Dataset entries:
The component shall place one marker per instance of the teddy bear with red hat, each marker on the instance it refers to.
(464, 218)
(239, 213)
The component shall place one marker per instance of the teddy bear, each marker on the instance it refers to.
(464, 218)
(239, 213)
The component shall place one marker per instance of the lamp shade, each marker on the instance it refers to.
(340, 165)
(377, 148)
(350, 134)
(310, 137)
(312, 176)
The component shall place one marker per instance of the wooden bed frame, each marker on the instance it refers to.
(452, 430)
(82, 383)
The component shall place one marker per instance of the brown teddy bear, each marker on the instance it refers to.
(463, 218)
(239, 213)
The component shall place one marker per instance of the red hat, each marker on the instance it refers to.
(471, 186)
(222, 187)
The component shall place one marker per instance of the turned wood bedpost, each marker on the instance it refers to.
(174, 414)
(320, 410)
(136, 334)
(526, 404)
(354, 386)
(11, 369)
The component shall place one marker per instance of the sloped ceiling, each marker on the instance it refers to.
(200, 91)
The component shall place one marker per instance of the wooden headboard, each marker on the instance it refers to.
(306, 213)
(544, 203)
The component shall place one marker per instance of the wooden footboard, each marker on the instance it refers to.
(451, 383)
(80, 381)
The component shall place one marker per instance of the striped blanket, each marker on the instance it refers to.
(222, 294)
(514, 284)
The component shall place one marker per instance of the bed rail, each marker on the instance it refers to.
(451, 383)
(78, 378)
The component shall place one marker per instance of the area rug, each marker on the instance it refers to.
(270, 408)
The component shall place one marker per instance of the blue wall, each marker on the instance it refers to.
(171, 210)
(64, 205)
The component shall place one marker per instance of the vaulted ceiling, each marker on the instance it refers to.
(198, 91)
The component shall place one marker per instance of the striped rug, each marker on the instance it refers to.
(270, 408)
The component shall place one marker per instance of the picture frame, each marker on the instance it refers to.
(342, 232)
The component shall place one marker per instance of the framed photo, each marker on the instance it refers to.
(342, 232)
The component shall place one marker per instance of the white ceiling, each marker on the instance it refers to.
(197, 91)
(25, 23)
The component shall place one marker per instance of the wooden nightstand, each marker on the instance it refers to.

▶ **What the task asks**: Transcribe every record exactly.

▶ **Solution**:
The component shall place one marker per instance of the teddy bear with red hat, each marker on the instance it refers to.
(464, 218)
(239, 213)
The component shall place one marker per instance of the teddy bear, each marker on the instance it refers to.
(464, 218)
(239, 213)
The component shall place one marker per instance of the lamp shade, each marker on the instance it refers to.
(340, 165)
(377, 148)
(350, 134)
(310, 137)
(312, 176)
The component shall place one marker per instance of the wooden bed frame, each marker on the instance it refers to.
(452, 430)
(82, 383)
The component shall place one marker per instance of the brown teddy bear, each marker on the instance it refers to.
(463, 218)
(239, 213)
The component shall place one marker per instance of the red hat, each marker on the instance it refers to.
(471, 186)
(222, 187)
The component shall place one marker per instance of the turned wood bedpost, each marker on the instance it refers to.
(174, 414)
(320, 410)
(136, 334)
(526, 404)
(354, 386)
(11, 369)
The component shall place one marker per instance of the sloped ceiling, each marker on the instance it refers to.
(200, 91)
The component shall place one marker per instance of the wooden headboard, each marker on the instance it refers to.
(306, 213)
(544, 203)
The component shall place one marker per instance of the wooden footboard, each marker on the instance it refers to.
(451, 383)
(80, 381)
The component shall place one marker per instance of the striped blanket, each marker on the instance it refers to.
(222, 294)
(514, 284)
The component shall place one marker per instance of the bed rail, each marker on the instance it refers to.
(451, 383)
(78, 378)
The component shall place one marker per instance of the area rug, each marker on the instance it refers to.
(270, 408)
The component shall place one marker per instance of the blue wall, each marker on the instance it refers to.
(171, 210)
(64, 205)
The component shall place one marker per instance of the vaulted ceiling, each marker on the instance it refers to.
(198, 91)
The component shall place one marker per instance of the striped rug, each marker on the instance it refers to.
(270, 408)
The component shall place one marker per instance of the picture frame, each marker on the instance it refers to.
(342, 232)
The component shall place one marker per instance of the framed photo, each marker on the instance it refers to.
(342, 232)
The component shall place one marker per instance of the white ceiling, each marker on the instance it refers to.
(197, 91)
(25, 23)
The component shall place one marker per instance of the wooden nightstand, each marker on the instance it refers to.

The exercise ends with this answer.